STATED GOAL: Print the listing below exactly.

= = = = =

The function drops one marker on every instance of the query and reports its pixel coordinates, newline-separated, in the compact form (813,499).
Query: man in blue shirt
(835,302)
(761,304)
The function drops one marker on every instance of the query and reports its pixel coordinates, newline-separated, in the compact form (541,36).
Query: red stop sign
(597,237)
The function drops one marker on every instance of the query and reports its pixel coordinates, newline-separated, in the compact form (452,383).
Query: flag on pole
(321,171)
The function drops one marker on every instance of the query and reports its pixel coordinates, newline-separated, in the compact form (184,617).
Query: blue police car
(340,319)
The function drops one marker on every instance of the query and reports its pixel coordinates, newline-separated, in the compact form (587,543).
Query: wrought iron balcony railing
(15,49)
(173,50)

= = = = =

REPLY:
The function drops one marker on every instance of the query and reports its pixel coordinates, newline-separated, in the compact form (813,499).
Query: man in blue shirt
(835,302)
(761,304)
The function drops one marker on every instance of the query and reports its pixel coordinates, newline-separated, in the compact form (541,36).
Query: red stop sign
(597,237)
The function drops one marker on every instance of the query and reports its pixel coordinates, newline-separated, in the compact form (452,383).
Query: flag on pole
(321,171)
The function drops one marker on every instance of the query and reports its pixel coordinates, newline-separated, in the compact form (184,617).
Query: blue police car
(340,319)
The function drops one marker on every instance of the query and reports its pixel coordinates, newline-separated, in the compact form (587,543).
Query: wrought iron balcony railing
(15,49)
(173,50)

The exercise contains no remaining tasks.